━━ Material to process ━━

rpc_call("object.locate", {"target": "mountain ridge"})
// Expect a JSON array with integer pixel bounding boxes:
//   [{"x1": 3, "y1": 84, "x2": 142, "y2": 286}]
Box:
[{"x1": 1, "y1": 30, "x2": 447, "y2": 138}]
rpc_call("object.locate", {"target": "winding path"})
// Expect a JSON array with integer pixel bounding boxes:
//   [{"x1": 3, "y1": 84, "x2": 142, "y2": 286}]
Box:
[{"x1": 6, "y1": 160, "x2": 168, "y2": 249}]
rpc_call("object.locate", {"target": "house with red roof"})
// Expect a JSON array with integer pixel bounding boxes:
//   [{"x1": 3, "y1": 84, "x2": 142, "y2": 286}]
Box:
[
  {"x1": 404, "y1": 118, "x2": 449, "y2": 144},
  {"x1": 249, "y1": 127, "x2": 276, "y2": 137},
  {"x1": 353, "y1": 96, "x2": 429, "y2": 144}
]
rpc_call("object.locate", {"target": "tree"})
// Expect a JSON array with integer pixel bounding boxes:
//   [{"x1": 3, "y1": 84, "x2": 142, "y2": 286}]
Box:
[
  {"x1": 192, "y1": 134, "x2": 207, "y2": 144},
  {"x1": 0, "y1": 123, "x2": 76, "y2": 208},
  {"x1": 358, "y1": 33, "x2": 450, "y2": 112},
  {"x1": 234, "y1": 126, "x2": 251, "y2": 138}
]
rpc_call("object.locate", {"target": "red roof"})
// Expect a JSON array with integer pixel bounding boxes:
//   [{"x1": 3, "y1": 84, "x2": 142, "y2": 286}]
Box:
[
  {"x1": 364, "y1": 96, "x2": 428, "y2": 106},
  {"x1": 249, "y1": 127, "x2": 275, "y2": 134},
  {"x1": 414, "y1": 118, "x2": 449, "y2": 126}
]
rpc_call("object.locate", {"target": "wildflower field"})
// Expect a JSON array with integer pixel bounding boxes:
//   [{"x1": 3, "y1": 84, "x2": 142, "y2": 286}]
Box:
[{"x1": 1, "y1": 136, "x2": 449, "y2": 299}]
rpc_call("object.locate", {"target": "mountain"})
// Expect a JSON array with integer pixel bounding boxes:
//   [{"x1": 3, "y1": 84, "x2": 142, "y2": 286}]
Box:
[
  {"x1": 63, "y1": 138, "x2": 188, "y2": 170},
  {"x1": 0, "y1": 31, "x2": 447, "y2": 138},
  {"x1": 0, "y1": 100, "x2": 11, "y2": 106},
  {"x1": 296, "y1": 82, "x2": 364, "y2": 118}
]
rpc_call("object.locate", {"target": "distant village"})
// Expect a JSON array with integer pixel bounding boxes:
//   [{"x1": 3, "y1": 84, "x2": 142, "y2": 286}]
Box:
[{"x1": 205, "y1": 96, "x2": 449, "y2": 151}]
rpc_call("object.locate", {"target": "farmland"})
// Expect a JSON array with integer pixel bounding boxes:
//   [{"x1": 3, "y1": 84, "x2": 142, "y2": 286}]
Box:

━━━

### Aim of the exercise:
Could you say how many lines in the listing contain the string "mountain"? Only the number, please.

### Your solution:
2